[Stored data]
- Opening Delimiter -

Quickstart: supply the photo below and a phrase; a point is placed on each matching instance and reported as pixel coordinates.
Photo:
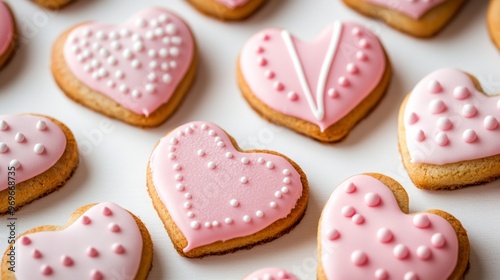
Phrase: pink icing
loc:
(457, 123)
(412, 8)
(215, 193)
(92, 256)
(139, 64)
(6, 27)
(270, 273)
(340, 68)
(28, 145)
(389, 244)
(233, 3)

- Closing Delimiter -

Problem to solve. Could you reproduce all of the data above exactly and skip any image?

Expected answer.
Quickstart: supply the photo below and a phrase; a point is placed on each matching instance and reported as pixel coordinates.
Photo:
Phrase: pink icing
loc:
(457, 123)
(412, 8)
(215, 193)
(92, 256)
(139, 64)
(6, 27)
(270, 273)
(340, 68)
(28, 145)
(389, 244)
(233, 3)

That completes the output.